- Opening Delimiter -

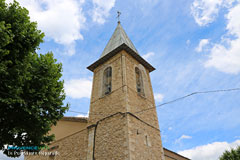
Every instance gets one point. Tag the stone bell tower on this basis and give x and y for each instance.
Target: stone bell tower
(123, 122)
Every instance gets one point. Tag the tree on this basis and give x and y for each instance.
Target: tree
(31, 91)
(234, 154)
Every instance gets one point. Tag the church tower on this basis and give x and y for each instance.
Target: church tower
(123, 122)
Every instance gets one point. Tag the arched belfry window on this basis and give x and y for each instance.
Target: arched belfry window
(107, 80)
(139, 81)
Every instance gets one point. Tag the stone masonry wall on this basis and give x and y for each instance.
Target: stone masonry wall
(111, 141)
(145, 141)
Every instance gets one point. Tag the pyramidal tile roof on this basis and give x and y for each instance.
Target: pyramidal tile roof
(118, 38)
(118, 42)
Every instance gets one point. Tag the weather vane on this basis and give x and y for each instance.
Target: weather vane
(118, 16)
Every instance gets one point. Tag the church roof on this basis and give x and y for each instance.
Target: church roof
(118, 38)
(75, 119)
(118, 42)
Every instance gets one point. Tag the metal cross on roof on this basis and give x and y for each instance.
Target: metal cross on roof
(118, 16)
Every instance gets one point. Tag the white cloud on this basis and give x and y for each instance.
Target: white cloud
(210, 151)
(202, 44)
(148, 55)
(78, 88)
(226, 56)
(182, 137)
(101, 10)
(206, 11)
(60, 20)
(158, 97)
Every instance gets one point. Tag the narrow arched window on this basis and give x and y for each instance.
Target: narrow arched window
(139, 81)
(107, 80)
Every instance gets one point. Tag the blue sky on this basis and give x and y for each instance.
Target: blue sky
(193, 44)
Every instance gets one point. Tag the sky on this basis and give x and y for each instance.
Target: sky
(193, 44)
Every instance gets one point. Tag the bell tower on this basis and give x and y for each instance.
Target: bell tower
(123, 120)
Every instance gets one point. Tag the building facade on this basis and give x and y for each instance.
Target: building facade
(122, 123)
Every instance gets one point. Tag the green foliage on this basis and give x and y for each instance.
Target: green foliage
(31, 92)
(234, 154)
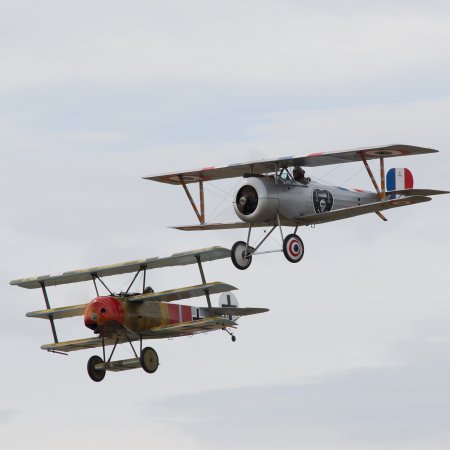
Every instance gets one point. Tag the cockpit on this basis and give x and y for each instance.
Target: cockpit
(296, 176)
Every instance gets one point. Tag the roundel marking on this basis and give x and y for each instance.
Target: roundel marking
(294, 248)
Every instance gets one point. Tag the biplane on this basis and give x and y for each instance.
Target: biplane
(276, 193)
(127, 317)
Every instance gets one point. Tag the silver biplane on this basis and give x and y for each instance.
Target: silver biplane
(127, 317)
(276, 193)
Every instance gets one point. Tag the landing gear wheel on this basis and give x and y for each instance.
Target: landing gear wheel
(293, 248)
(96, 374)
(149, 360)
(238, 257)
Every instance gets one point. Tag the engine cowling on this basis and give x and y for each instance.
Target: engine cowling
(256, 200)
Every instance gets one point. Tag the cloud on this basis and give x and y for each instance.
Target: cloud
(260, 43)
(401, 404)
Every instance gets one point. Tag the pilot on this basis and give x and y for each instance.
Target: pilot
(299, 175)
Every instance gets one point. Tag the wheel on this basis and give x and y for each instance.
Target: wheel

- Closing Delimiter -
- Opening Delimiter -

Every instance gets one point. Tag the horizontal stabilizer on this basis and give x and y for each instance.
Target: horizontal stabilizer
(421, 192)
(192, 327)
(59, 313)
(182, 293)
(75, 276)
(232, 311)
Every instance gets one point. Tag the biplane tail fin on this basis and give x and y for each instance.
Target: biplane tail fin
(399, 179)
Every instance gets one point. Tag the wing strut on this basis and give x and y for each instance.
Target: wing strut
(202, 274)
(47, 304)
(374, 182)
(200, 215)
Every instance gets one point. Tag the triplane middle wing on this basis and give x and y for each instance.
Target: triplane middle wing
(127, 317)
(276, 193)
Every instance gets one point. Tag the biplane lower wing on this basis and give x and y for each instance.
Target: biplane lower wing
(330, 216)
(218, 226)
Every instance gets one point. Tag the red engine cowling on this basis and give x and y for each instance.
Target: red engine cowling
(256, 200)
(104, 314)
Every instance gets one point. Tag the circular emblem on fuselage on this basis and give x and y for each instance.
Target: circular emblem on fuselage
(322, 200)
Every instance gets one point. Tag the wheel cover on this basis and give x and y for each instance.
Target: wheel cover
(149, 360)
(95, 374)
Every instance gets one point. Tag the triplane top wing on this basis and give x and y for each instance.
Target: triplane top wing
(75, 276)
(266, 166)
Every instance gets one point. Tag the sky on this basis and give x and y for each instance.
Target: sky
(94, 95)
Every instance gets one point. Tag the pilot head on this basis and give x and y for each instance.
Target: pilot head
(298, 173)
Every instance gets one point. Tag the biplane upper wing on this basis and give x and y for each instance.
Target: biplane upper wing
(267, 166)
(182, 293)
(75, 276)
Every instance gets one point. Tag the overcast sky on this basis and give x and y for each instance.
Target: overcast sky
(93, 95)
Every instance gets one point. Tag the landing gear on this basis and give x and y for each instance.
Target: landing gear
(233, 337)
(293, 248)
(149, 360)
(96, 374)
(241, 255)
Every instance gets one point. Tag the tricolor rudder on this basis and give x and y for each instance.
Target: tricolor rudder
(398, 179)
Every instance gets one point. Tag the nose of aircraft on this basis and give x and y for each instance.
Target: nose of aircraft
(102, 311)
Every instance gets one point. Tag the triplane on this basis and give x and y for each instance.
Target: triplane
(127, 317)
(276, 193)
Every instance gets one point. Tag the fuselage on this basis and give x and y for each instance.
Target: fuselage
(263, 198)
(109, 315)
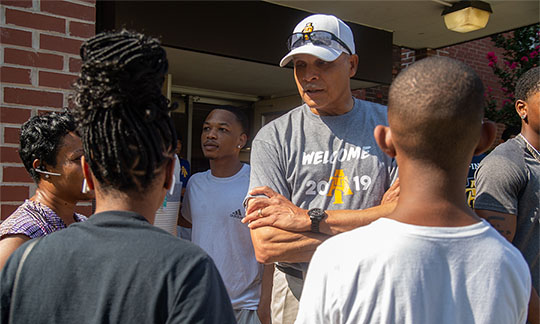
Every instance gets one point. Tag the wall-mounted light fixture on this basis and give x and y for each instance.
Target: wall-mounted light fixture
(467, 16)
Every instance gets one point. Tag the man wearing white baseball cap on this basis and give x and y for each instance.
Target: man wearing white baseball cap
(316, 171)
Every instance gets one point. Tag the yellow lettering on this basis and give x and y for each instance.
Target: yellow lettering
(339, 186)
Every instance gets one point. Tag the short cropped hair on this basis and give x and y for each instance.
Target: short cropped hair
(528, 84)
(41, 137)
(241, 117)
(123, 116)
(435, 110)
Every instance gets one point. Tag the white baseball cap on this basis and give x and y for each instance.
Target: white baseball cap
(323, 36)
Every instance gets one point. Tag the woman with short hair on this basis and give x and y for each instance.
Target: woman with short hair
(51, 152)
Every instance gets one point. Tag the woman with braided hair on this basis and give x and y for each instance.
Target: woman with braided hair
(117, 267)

- Closing Delimiter -
- Opening Delimiter -

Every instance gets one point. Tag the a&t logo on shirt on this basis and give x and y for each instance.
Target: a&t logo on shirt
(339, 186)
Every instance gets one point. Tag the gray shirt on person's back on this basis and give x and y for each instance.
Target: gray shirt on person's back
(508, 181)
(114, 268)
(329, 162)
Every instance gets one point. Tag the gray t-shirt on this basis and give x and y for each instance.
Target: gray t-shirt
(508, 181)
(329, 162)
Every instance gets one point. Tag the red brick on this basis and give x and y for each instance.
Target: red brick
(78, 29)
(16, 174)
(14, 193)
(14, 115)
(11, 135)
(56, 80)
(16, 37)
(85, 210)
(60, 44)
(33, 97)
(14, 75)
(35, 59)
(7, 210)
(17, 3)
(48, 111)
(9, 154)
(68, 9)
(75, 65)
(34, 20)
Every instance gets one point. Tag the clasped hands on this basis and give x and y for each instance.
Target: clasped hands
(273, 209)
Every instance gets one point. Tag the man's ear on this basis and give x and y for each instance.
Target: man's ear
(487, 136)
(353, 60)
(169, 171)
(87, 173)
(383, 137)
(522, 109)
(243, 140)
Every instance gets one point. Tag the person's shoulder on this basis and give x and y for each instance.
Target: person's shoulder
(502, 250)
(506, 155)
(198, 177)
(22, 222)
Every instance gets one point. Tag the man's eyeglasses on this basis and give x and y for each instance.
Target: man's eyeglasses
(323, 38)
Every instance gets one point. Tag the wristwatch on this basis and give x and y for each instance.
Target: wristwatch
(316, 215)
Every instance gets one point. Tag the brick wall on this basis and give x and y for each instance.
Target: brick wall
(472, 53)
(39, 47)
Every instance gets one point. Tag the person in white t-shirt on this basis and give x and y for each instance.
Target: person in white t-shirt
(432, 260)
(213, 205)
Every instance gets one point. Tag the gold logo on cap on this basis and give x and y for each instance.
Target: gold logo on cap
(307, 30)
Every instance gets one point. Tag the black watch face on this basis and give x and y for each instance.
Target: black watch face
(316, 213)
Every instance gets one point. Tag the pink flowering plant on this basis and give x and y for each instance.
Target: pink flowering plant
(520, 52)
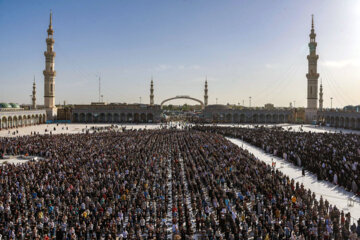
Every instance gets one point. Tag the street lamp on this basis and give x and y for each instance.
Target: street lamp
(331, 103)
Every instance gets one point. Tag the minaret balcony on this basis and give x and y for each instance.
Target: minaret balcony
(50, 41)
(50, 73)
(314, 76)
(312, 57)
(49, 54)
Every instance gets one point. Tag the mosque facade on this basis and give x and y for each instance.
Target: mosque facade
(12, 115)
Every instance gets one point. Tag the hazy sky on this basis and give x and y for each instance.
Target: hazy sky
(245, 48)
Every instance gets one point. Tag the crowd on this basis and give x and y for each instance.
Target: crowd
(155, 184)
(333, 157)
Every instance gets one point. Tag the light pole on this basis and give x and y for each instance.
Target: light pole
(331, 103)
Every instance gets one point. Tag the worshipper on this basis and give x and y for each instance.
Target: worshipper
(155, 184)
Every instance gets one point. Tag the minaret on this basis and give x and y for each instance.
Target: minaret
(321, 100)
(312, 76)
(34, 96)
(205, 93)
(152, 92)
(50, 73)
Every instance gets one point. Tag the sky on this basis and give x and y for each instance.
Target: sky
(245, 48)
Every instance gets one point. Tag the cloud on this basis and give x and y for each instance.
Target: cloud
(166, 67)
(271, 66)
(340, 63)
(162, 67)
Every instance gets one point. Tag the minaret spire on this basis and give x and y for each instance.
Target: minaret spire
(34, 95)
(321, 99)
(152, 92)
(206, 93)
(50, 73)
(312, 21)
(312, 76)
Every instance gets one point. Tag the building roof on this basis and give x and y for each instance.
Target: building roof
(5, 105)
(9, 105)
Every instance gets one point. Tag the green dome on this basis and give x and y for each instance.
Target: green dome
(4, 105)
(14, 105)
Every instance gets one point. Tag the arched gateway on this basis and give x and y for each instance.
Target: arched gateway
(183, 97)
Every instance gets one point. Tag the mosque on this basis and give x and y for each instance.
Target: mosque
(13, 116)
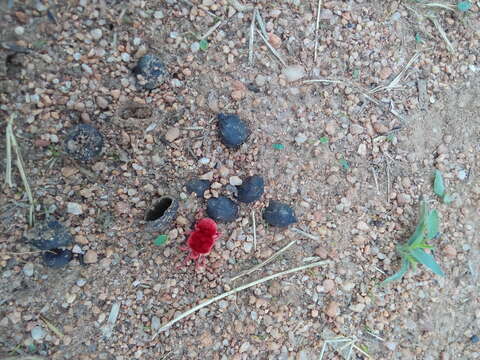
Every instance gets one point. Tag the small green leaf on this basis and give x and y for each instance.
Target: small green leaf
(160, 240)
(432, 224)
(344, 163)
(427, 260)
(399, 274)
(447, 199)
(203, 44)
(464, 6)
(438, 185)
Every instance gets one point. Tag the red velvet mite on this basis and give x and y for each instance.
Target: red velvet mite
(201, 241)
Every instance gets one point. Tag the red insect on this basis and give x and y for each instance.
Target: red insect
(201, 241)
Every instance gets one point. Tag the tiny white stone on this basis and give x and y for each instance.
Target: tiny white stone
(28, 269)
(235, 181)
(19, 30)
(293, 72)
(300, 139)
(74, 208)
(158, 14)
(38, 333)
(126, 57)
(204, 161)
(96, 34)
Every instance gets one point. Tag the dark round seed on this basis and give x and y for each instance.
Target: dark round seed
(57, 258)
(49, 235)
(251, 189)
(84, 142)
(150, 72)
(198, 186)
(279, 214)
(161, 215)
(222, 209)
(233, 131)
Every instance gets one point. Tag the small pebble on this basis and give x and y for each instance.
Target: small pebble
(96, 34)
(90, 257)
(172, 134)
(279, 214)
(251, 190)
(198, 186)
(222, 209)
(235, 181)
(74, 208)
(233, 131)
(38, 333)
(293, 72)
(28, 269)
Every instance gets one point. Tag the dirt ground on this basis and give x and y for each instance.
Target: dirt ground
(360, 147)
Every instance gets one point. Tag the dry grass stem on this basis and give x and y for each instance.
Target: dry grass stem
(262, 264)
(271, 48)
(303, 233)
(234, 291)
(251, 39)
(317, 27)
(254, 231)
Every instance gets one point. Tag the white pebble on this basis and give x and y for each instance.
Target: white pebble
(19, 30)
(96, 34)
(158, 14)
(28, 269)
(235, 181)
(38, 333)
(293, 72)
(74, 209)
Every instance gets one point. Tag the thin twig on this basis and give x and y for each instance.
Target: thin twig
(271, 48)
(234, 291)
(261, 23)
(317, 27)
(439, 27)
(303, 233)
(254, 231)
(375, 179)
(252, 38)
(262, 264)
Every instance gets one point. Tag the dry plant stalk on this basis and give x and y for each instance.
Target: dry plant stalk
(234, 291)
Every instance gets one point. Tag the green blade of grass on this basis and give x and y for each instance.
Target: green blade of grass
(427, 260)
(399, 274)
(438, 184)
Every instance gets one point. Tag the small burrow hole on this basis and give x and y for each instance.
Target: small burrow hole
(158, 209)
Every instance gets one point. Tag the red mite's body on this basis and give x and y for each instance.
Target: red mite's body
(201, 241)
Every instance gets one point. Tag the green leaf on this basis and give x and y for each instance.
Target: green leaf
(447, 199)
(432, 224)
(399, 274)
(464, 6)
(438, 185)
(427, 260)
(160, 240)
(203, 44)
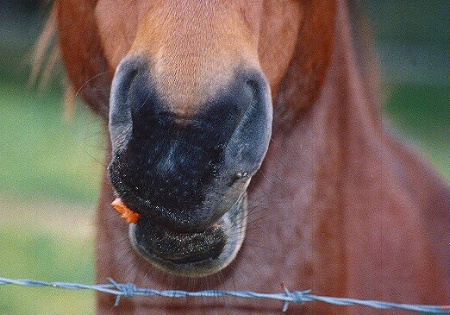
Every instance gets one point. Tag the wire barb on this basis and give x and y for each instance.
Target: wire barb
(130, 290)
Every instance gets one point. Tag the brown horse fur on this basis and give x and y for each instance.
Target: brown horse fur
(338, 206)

- Closing Delimiter -

Above this instruction are the records; retype exactly the lines from the one containing "Every instance gets one point. Tag the stone bell" up to and including the one containing "Every instance gets one point. Tag the church tower".

Every instance gets one point. Tag the stone bell tower on this basis and give x and y for each instance.
Target: stone bell tower
(123, 122)
Every instance gets one point. Tag the tree on this basis and give x and y for each instance.
Target: tree
(31, 91)
(234, 154)
Every instance gets one point. Tag the church tower on this basis and give x and y for each instance.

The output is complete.